Rumah selebar enam meter yang bagian depannya tampak seragam itu tampak asri. Pembedanya hanya ornamen di halaman. Sebagian penghuni menempatkan rumput gajah di halamannya sehingga berkesan minimalis.
Namun, Wahidin memilih menempatkan pot berisi aneka tanaman keladi serta berbagai ukuran janda bolong di muka rumahnya. Selasa(7/2) sore, usai memandori anak buahnya memperbaiki rumah tetangganya, Wahidin menyiram pot-pot itu sembari bercengkrama dengan Mei, sang istri yang sibuk menyuapi anaknya yang masih balita.
Di muka rumah, di jalanan berlapis paving blok selebar empat meter, anak-anak berlarian dengan wajah berbalut bedak, sebagian tipis namun ada pula yang tebal. Sungguh senja yang sangat khas di perumahan baru yang dihuni kalangan usia produktif.
Sambil menyiram dan mencabuti rumput-rumput liar di pot tanamannya, Wahidin berkisah, sejak lima belas tahun ia mencari nafkah sebagai tukang bangunan hingga sekitar lima tahun lalu ia naik pangkat sebagai mandor. Berkah lainnya, sejak 2021, dari semula silih berganti membangun atau merenovasi rumah orang lain, kini ia mempunyai rumah sendiri di Perumahan Mutiara Maja, Curug Badag, Maja, Kabupaten Lebak, Banten. Bangunan itu yang kini menaungi Wahidin, Mei, dan anak-anaknya.
Wahidin memanfaatkan fasilitas Kredit Pemilikan Rumah Subsidi Bantuan Pembiayaan Perumahan Berbasis Tabungan (KPR Subsidi BP2BT) yang disalurkan PT Bank Tabungan Negara (Persero) Tbk atau Bank BTN. Mengais rezeki sebagai pekerja informal, KPR Subsidi BP2BT menawarkan bunga tetap hingga 10 tahun, berubah dari yang sebelumnya hanya 2 tahun sehingga nilai cicilannya lebih terjangkau, termasuk ketika order tengah seret.

[Data lokalisasi satu titik per instans]
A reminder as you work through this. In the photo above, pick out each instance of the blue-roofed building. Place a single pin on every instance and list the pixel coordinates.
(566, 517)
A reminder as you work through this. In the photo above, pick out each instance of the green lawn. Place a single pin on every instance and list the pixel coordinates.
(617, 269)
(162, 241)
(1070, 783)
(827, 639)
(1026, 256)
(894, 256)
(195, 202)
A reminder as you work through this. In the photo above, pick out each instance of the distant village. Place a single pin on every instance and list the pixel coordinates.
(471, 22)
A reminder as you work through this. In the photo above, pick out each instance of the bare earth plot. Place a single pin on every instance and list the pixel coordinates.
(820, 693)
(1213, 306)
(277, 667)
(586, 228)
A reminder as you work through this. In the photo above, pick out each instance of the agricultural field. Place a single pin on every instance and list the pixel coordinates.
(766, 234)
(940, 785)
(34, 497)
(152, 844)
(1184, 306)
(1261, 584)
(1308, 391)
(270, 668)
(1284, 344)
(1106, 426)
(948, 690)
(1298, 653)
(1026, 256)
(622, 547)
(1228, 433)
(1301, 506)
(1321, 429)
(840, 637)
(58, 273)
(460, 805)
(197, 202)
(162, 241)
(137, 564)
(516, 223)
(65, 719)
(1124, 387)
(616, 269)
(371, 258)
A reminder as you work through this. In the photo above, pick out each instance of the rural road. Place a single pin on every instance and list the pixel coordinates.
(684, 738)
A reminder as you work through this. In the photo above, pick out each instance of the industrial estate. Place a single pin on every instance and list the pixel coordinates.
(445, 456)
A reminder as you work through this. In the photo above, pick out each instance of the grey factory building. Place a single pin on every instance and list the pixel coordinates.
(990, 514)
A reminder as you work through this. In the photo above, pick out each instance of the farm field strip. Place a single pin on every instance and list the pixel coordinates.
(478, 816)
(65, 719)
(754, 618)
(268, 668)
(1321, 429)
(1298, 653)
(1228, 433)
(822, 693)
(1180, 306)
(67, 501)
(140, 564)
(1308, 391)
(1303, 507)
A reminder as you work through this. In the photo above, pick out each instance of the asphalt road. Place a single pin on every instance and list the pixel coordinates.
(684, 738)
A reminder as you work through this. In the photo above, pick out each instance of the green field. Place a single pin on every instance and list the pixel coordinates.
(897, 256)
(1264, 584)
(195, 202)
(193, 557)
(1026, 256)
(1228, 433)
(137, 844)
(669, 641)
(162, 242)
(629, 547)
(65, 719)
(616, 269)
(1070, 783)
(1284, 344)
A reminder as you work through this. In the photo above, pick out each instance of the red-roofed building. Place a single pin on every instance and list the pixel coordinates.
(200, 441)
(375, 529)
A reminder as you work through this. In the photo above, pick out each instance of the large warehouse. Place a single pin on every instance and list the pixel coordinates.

== Tujuan Tugas ==
Mohon tuliskan ulang tanpa perubahan bagian teks tentang rumah Wahidin, dimulai dari kata-kata yang memuat "Wahidin memanfaatkan fasilitas" dan berhenti setelah "order tengah seret.". Gunakan hanya teks tentang rumah Wahidin sebagai sumber jawaban.

== Pemecahan Masalah ==
Wahidin memanfaatkan fasilitas Kredit Pemilikan Rumah Subsidi Bantuan Pembiayaan Perumahan Berbasis Tabungan (KPR Subsidi BP2BT) yang disalurkan PT Bank Tabungan Negara (Persero) Tbk atau Bank BTN. Mengais rezeki sebagai pekerja informal, KPR Subsidi BP2BT menawarkan bunga tetap hingga 10 tahun, berubah dari yang sebelumnya hanya 2 tahun sehingga nilai cicilannya lebih terjangkau, termasuk ketika order tengah seret.